[Referring expression pointing data]
++++++
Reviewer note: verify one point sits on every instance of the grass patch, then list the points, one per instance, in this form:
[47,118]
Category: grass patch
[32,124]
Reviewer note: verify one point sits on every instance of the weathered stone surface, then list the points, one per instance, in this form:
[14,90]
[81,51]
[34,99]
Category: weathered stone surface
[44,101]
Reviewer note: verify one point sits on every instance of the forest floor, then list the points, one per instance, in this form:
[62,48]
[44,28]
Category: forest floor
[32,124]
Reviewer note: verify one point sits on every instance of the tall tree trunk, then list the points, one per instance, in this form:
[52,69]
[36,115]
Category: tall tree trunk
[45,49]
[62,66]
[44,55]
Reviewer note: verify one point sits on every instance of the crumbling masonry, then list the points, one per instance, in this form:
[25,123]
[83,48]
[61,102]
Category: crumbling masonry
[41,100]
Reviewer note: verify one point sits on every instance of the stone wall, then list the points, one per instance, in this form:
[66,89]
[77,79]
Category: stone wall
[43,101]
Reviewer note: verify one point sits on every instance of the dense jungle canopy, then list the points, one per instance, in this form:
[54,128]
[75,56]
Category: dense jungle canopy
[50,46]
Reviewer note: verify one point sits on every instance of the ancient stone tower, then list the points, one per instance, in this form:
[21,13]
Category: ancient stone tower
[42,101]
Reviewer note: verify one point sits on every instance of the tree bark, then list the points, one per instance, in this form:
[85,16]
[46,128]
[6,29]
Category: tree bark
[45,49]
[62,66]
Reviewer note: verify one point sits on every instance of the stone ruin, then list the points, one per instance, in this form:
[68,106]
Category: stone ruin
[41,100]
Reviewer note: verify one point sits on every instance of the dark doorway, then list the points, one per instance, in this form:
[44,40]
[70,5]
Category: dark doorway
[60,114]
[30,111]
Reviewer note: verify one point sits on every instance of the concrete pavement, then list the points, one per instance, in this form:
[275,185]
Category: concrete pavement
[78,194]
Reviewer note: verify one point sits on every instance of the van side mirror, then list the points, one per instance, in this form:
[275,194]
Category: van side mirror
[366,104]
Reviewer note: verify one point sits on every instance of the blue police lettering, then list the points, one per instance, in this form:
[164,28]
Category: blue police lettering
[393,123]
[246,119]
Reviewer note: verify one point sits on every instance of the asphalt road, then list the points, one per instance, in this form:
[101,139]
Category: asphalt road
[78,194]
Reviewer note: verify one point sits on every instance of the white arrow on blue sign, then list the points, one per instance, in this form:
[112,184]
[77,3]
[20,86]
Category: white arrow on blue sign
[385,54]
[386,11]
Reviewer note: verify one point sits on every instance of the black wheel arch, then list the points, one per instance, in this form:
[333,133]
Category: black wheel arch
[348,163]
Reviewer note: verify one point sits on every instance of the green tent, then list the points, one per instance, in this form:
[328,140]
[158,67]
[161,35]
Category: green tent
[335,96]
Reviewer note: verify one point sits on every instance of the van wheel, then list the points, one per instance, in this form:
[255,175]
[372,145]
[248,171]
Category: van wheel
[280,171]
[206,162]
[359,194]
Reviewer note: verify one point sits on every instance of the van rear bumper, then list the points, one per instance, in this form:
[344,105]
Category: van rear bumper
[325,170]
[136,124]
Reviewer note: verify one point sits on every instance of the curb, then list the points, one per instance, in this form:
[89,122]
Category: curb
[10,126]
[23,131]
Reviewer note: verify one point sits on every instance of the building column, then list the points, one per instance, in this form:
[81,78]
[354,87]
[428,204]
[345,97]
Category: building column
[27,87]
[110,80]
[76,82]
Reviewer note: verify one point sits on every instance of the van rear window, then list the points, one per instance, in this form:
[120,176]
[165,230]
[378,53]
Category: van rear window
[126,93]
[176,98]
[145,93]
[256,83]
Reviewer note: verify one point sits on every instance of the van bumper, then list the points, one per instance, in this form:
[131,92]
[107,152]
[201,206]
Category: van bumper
++++++
Assignment: Copy out the full set of records precisely, leaving nothing out.

Completed exercise:
Reviewer note: verify one point sits on every instance of the grass patch, then list the points, one per instance, in this form:
[47,118]
Category: grass patch
[32,124]
Reviewer note: verify one point sits on every instance of the weathered stone surface, then list the points, one per instance, in this form:
[14,90]
[81,51]
[34,99]
Category: weathered stone surface
[44,101]
Reviewer note: verify one point sits on every instance of the forest floor, then list the points, one per instance, in this form:
[62,48]
[44,28]
Category: forest floor
[32,124]
Reviewer note: verify one point sits on every instance of the tall tree trunk, then list the points, one per instance, in this form:
[52,69]
[36,115]
Category: tall tree trunk
[45,49]
[62,66]
[44,55]
Reviewer note: verify one point sits on every instance of the crumbling masonry, then list the points, one per instance, in this form:
[25,123]
[83,48]
[61,102]
Category: crumbling masonry
[41,100]
Reviewer note: verify one point sits on every instance of the stone wall, then list the points, one per instance, in this form:
[66,89]
[77,79]
Category: stone wall
[43,101]
Reviewer note: verify one point sits on every instance of the dense jungle canopy, then list the points, one per instance, in this form:
[54,128]
[75,56]
Category: dense jungle canopy
[50,46]
Reviewer note: verify one point sits on every instance of the ancient stone tower, then list the points, one per instance, in this form:
[21,13]
Category: ancient stone tower
[42,101]
Reviewer note: verify one point sits on every instance of the tree bark, then list the points, one per instance, in this form:
[85,16]
[46,128]
[6,29]
Category: tree bark
[45,49]
[62,66]
Reviewer note: verify one point sits on every instance of the stone ruin, then list the points, one per instance, in this form:
[68,106]
Category: stone ruin
[41,100]
Reviewer note: verify one point sits on every instance of the dark doorway, then list the points, one per instance, in this form:
[44,40]
[70,5]
Category: dark doorway
[60,114]
[30,111]
Reviewer note: verify one point sits on every instance of the concrete pavement, then list the points, one per instance, in this form:
[275,185]
Category: concrete pavement
[78,194]
Reviewer note: verify one point sits on every instance of the van side mirror, then list the points, one per instance, in this form:
[275,194]
Category: van side mirror
[366,104]
Reviewer note: verify one point sits on every instance of the blue police lettering, then list the points, one per instance, in this form:
[164,28]
Category: blue police lettering
[393,123]
[246,119]
Reviewer note: verify one point sits on every instance of the asphalt road, then list the points, one per instance, in this form:
[101,139]
Category: asphalt road
[78,194]
Reviewer note: verify one point sits on every instance of the white arrow on blue sign, then list the points, one per instance, in this form:
[112,184]
[77,3]
[20,86]
Category: white arrow on blue sign
[385,54]
[386,11]
Reviewer note: verify one point sits on every instance of the black wheel arch, then list the points, one per instance, in this form:
[333,133]
Category: black wheel arch
[348,163]
Reviewer note: verify one point sits on every instance of the green tent, then list the points, one per instance, in this form:
[328,140]
[158,67]
[161,35]
Category: green tent
[335,96]
Reviewer note: verify one point sits on every instance of the van wheel, then list the points, one per instance, in this form:
[255,175]
[372,145]
[248,171]
Category: van wheel
[280,171]
[206,162]
[359,194]
Reviewer note: verify one point sits on every instance of the van rear bumper, then list the points, one per instance, in this form:
[344,105]
Category: van rear bumper
[325,170]
[136,124]
Reviewer note: verify one point sits on every instance of the curb, then list the points, one per instance, in this form:
[89,122]
Category: curb
[10,126]
[23,131]
Reviewer note: verify one point sits on every instance of the building column, then list the points, one per instance, in this form:
[81,78]
[354,87]
[428,204]
[345,97]
Category: building column
[27,87]
[110,80]
[76,82]
Reviewer note: verify one point sits on every instance of the van rear window, then list the points, one per instance, in this form:
[120,176]
[165,230]
[378,53]
Category: van rear window
[126,93]
[176,98]
[145,93]
[256,83]
Reviewer note: verify one point sits on every instance of the van bumper, then list the points, one per instance, in this form:
[131,92]
[107,152]
[201,206]
Category: van bumper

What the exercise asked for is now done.